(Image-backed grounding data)
****
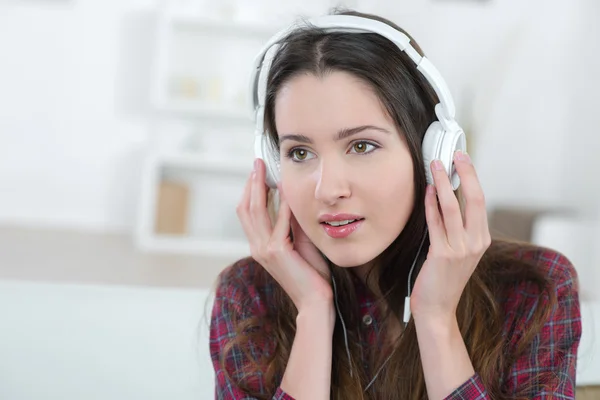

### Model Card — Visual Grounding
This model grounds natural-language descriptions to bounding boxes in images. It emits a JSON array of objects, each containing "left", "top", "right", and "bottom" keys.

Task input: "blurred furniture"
[
  {"left": 155, "top": 180, "right": 190, "bottom": 235},
  {"left": 488, "top": 206, "right": 554, "bottom": 242},
  {"left": 530, "top": 214, "right": 599, "bottom": 302},
  {"left": 488, "top": 207, "right": 599, "bottom": 301},
  {"left": 0, "top": 280, "right": 214, "bottom": 400},
  {"left": 136, "top": 2, "right": 283, "bottom": 257},
  {"left": 577, "top": 386, "right": 600, "bottom": 400}
]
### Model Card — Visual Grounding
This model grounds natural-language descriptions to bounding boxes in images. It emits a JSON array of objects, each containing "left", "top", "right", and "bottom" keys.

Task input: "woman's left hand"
[{"left": 410, "top": 150, "right": 492, "bottom": 323}]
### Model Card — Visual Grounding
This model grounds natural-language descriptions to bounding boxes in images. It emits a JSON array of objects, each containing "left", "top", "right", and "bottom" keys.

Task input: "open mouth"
[
  {"left": 321, "top": 218, "right": 364, "bottom": 227},
  {"left": 320, "top": 218, "right": 365, "bottom": 238}
]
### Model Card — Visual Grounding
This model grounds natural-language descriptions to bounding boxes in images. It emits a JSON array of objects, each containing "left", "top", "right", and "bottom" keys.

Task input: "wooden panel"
[
  {"left": 577, "top": 386, "right": 600, "bottom": 400},
  {"left": 154, "top": 180, "right": 189, "bottom": 235}
]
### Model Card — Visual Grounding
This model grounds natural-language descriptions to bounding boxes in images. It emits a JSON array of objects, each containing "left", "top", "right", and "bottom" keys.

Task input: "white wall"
[
  {"left": 359, "top": 0, "right": 600, "bottom": 217},
  {"left": 466, "top": 0, "right": 600, "bottom": 216},
  {"left": 0, "top": 0, "right": 158, "bottom": 232},
  {"left": 0, "top": 0, "right": 598, "bottom": 234}
]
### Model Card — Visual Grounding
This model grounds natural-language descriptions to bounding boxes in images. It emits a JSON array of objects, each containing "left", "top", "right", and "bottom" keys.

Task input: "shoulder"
[
  {"left": 518, "top": 246, "right": 578, "bottom": 289},
  {"left": 496, "top": 243, "right": 581, "bottom": 339},
  {"left": 508, "top": 245, "right": 579, "bottom": 303},
  {"left": 214, "top": 256, "right": 260, "bottom": 291},
  {"left": 209, "top": 258, "right": 282, "bottom": 396},
  {"left": 212, "top": 256, "right": 275, "bottom": 318}
]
****
> About this task
The result should be all the records, retyped exactly, with no pictures among them.

> Solution to the exercise
### Model Card — Visual Grounding
This model grounds natural-language descriptions to bounding boxes in images. It emits a JSON array of objects, each containing "left", "top", "right", and "bottom" keys.

Task input: "blurred furniture"
[
  {"left": 155, "top": 180, "right": 190, "bottom": 235},
  {"left": 488, "top": 206, "right": 554, "bottom": 242},
  {"left": 530, "top": 214, "right": 599, "bottom": 302},
  {"left": 488, "top": 207, "right": 599, "bottom": 301},
  {"left": 0, "top": 280, "right": 214, "bottom": 400},
  {"left": 136, "top": 2, "right": 283, "bottom": 257},
  {"left": 577, "top": 386, "right": 600, "bottom": 400}
]
### Model Card — Visual Grounding
This model grounds natural-language descriptions to bounding boxes in images. It emits a JSON array of objects, each containing "left", "top", "right", and "bottom" keys.

Task input: "woman's left hand"
[{"left": 410, "top": 150, "right": 492, "bottom": 323}]
### Model Card — Visual Grounding
This model grounds natural-language descriptions to bounding boxes in images. It emits a JSON array of objects, each containing "left", "top", "right", and "bottom" keys.

Task input: "open mouth"
[
  {"left": 321, "top": 218, "right": 364, "bottom": 227},
  {"left": 320, "top": 218, "right": 365, "bottom": 238}
]
### Model Card — Visual Grounding
This model grounds natural-language descriptions to bounding boxes in images. It emits a JSON array of objects, each containing "left", "top", "right", and "bottom" keys.

Task input: "wooden panel"
[
  {"left": 577, "top": 386, "right": 600, "bottom": 400},
  {"left": 154, "top": 180, "right": 189, "bottom": 235}
]
### Model Card — Visual Grounding
This model grounds natural-language descriptions to bounding boxes in images. It emits a JSON array of objects, each containing "left", "top", "right", and "bottom" keys.

Task input: "white wall"
[
  {"left": 359, "top": 0, "right": 600, "bottom": 217},
  {"left": 466, "top": 0, "right": 600, "bottom": 216},
  {"left": 0, "top": 0, "right": 158, "bottom": 232},
  {"left": 0, "top": 0, "right": 598, "bottom": 234}
]
### Model Card — Visual Grounding
This model grounds natural-language descriptions to bounding boxes in images. It emits a JSON array of objects, each containing "left", "top", "right", and "bottom" keys.

Task input: "shoulder"
[
  {"left": 518, "top": 246, "right": 578, "bottom": 289},
  {"left": 496, "top": 243, "right": 581, "bottom": 339},
  {"left": 508, "top": 245, "right": 579, "bottom": 303},
  {"left": 214, "top": 256, "right": 260, "bottom": 291},
  {"left": 209, "top": 258, "right": 282, "bottom": 396},
  {"left": 212, "top": 256, "right": 275, "bottom": 318}
]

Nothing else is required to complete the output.